[START Selected passage]
This is an automated email from the ASF dual-hosted git repository.

dockerzhang pushed a commit to branch master
in repository https://gitbox.apache.org/repos/asf/inlong.git


The following commit(s) were added to refs/heads/master by this push:
     new e50f45ba8c [INLONG-10768][Sort] Csv utils support specified the max 
split field size (#10769)
e50f45ba8c is described below

commit e50f45ba8c40f7d61ea0079657cc683f2619c8c3
Author: vernedeng <verned...@apache.org>
AuthorDate: Sun Aug 11 15:44:58 2024 +0800

    [INLONG-10768][Sort] Csv utils support specified the max split field size 
(#10769)
---
 .../inlong/sort/formats/util/StringUtils.java      | 69 +++++++++++++++++++++-
 .../sort/formats/common/StringUtilsTest.java       | 41 +++++++++++++
 2 files changed, 108 insertions(+), 2 deletions(-)
[END Selected passage]
[START Extracted entries]
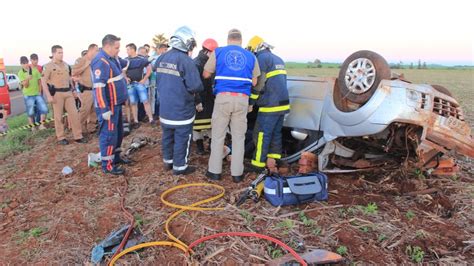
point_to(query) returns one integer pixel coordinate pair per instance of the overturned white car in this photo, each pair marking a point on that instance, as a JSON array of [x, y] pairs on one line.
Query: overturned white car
[[366, 118]]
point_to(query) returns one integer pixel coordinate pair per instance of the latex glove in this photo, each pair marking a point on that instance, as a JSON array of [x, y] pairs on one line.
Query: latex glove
[[107, 115], [199, 107], [50, 99]]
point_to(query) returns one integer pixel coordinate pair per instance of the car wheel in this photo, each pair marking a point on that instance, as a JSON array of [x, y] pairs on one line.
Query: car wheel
[[360, 75], [442, 89]]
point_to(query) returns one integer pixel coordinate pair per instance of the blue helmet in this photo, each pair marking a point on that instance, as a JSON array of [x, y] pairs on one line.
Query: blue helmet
[[183, 39]]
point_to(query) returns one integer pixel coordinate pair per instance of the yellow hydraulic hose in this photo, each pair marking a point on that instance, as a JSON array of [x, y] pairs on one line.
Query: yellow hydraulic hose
[[193, 207]]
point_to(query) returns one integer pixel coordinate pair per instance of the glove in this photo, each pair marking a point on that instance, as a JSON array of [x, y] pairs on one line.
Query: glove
[[107, 115], [199, 107], [250, 108]]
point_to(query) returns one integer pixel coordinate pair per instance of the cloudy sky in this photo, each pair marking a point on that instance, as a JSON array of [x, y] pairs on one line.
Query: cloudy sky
[[404, 30]]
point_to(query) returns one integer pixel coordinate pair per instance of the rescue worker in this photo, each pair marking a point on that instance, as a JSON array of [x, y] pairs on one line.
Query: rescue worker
[[177, 81], [236, 70], [137, 90], [60, 93], [81, 73], [161, 49], [271, 96], [110, 93], [204, 99]]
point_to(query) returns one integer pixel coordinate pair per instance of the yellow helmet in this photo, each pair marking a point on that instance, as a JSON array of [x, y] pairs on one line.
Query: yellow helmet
[[254, 43]]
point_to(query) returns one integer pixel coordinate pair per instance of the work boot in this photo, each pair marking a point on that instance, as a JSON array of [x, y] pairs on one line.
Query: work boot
[[81, 140], [122, 160], [115, 171], [135, 125], [63, 142], [213, 176], [237, 179], [168, 166], [153, 123], [200, 147], [187, 171]]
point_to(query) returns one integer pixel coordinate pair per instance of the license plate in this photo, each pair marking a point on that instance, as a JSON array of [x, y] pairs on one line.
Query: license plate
[[457, 125]]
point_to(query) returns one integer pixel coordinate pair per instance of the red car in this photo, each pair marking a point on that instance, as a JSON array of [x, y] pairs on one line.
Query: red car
[[4, 95]]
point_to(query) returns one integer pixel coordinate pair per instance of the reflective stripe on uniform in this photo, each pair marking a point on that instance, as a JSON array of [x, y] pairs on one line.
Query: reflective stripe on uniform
[[200, 124], [274, 155], [180, 168], [116, 78], [176, 122], [202, 121], [98, 85], [168, 71], [108, 158], [275, 72], [202, 127], [258, 154], [272, 191], [233, 78], [274, 109], [258, 164]]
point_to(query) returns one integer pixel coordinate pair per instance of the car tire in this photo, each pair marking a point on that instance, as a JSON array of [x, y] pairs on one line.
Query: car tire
[[442, 89], [360, 75]]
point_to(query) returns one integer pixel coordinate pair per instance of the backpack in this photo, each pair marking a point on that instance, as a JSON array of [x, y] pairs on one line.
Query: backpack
[[292, 190]]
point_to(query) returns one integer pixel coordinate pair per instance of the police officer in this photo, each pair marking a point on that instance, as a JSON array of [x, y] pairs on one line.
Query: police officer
[[110, 93], [236, 70], [271, 96], [81, 73], [177, 81], [204, 99], [58, 75]]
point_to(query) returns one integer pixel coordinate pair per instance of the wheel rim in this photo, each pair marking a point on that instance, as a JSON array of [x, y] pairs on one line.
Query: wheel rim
[[360, 75]]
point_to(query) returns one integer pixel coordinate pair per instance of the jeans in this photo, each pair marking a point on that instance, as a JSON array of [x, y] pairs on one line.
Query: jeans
[[35, 101]]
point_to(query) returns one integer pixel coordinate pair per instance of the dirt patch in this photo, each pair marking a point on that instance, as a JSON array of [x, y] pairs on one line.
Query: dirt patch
[[47, 218]]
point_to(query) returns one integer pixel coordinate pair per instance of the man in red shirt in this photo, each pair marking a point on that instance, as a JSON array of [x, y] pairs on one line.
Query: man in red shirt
[[34, 63]]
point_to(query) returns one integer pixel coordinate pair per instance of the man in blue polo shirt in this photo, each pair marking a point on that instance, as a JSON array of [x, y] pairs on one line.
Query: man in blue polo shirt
[[137, 89], [110, 93], [236, 71]]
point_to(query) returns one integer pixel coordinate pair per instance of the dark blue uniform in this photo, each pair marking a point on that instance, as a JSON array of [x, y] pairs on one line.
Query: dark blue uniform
[[177, 81], [273, 103], [110, 93]]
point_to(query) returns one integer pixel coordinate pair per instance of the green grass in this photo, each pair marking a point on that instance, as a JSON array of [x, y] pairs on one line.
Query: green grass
[[342, 250], [23, 140]]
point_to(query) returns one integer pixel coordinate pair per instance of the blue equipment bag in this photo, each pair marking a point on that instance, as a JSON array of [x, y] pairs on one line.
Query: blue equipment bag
[[291, 190]]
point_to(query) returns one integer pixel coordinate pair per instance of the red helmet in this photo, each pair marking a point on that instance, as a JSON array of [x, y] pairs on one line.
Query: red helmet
[[210, 44]]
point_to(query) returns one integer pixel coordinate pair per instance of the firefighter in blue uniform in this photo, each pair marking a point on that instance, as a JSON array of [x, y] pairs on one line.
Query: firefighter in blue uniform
[[178, 80], [271, 96], [204, 99], [110, 93]]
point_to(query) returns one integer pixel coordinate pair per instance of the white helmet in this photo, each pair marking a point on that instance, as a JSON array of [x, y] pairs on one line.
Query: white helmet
[[183, 39]]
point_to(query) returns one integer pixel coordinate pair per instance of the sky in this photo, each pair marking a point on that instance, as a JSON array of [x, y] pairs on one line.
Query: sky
[[435, 32]]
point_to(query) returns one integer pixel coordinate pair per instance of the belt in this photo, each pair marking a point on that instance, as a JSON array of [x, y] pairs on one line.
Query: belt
[[62, 89], [234, 94]]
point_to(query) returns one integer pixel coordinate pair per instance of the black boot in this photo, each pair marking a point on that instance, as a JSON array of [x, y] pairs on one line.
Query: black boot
[[200, 147]]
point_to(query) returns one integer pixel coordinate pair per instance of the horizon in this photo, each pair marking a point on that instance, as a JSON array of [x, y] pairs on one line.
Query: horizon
[[301, 32]]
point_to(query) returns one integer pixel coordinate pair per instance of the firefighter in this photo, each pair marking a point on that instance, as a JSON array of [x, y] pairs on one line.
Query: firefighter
[[204, 99], [271, 96], [178, 80], [110, 93]]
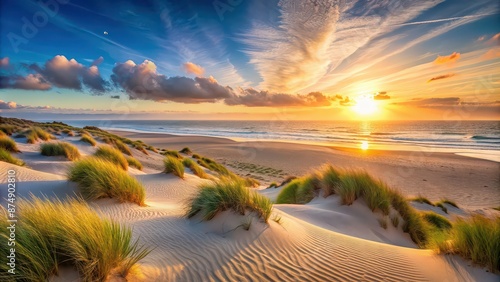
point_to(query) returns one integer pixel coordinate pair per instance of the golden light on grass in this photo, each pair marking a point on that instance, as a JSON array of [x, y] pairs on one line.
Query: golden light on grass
[[364, 145], [365, 105]]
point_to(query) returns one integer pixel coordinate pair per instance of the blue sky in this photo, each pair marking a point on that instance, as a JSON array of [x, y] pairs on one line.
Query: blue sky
[[233, 56]]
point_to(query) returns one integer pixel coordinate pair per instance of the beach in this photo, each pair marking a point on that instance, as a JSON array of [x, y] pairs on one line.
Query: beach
[[324, 239], [473, 182]]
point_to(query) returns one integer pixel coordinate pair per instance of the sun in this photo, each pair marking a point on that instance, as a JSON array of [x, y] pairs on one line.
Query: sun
[[365, 105]]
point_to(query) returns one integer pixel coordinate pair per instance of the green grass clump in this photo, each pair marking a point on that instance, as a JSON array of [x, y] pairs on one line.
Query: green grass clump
[[477, 239], [8, 129], [98, 178], [330, 180], [49, 233], [194, 167], [60, 149], [112, 155], [228, 194], [134, 162], [8, 144], [288, 194], [5, 156], [88, 139], [436, 220], [174, 165], [422, 200]]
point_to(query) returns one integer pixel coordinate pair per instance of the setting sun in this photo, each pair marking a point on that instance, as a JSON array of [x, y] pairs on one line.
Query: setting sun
[[365, 105]]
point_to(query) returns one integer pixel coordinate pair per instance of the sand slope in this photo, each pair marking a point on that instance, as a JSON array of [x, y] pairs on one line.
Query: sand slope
[[321, 241]]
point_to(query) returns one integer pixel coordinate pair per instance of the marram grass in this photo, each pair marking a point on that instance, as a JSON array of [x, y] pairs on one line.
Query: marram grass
[[194, 167], [98, 178], [112, 155], [60, 149], [228, 194], [53, 232], [5, 156], [174, 165], [88, 139]]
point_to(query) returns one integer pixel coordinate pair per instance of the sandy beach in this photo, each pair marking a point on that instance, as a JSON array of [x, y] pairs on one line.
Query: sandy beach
[[322, 240], [474, 183]]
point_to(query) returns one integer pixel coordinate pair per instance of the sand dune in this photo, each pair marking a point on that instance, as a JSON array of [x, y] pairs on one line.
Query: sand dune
[[320, 241]]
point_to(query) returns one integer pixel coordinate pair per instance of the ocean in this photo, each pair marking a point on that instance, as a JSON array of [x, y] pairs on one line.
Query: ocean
[[455, 136]]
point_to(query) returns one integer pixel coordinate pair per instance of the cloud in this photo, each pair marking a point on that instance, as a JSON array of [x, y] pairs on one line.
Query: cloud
[[29, 82], [441, 77], [143, 82], [447, 59], [424, 102], [7, 105], [254, 98], [4, 62], [193, 69], [491, 54], [381, 96], [64, 73], [97, 61]]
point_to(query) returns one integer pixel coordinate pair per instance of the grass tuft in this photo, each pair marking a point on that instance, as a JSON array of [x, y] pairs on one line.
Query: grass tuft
[[476, 239], [438, 221], [98, 178], [88, 139], [8, 144], [174, 165], [112, 155], [134, 162], [5, 156], [194, 167], [228, 194], [53, 232], [60, 149]]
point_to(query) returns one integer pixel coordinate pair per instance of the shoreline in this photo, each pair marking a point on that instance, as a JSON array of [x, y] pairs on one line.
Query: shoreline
[[472, 182], [484, 154]]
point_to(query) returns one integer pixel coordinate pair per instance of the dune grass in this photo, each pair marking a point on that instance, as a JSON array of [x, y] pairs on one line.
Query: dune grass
[[98, 178], [174, 165], [112, 155], [5, 156], [133, 162], [60, 149], [88, 139], [228, 194], [476, 238], [8, 144], [194, 167], [351, 185], [53, 232], [8, 129]]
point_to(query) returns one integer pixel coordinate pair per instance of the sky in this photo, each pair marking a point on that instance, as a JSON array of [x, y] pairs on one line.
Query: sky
[[250, 59]]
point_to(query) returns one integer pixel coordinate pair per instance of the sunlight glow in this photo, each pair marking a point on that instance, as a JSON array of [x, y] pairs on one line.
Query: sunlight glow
[[364, 145], [365, 105]]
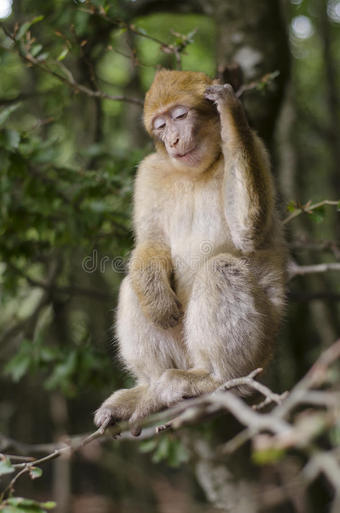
[END Extracted entries]
_Requirement A:_ Write out the entries from their start through the line that contains "[[366, 118]]", both ends included, and leave the pictures out.
_Requirement B:_ Carry on the commit email about the InLong CSV utils max split field size change from the point where it stops.

_Final answer A:_
point_to(query) returns one integer pixel coordinate pair per instance of the overturned white car in this photo, each pair marking a point on that instance, as a JSON array of [x, y] pairs on one line.
Query: overturned white car
[[366, 118]]

_Final answer B:_
diff --git 
a/inlong-sort/sort-formats/format-common/src/main/java/org/apache/inlong/sort/formats/util/StringUtils.java
 
b/inlong-sort/sort-formats/format-common/src/main/java/org/apache/inlong/sort/formats/util/StringUtils.java
index f33ad8e825..3ea6678ca1 100644
--- 
a/inlong-sort/sort-formats/format-common/src/main/java/org/apache/inlong/sort/formats/util/StringUtils.java
+++ 
b/inlong-sort/sort-formats/format-common/src/main/java/org/apache/inlong/sort/formats/util/StringUtils.java
@@ -387,6 +387,19 @@ public class StringUtils {
         return splitCsv(text, delimiter, escapeChar, quoteChar, lineDelimiter, 
false);
     }
 
+    /**
+     * @see StringUtils#splitCsv(String, Character, Character, Character, 
Character, boolean, Integer)
+     */
+    public static String[][] splitCsv(
+            @Nonnull String text,
+            @Nonnull Character delimiter,
+            @Nullable Character escapeChar,
+            @Nullable Character quoteChar,
+            @Nullable Character lineDelimiter,
+            boolean deleteHeadDelimiter) {
+        return splitCsv(text, delimiter, escapeChar, quoteChar, lineDelimiter, 
deleteHeadDelimiter, null);
+    }
+
     /**
      * Splits the csv text, which may contains multiple lines of data.
      *
@@ -402,6 +415,7 @@ public class StringUtils {
      * @param lineDelimiter The delimiter between lines, e.g. '\n'.
      * @param deleteHeadDelimiter If true and the leading character of a line
      *                            is a delimiter, it will be ignored.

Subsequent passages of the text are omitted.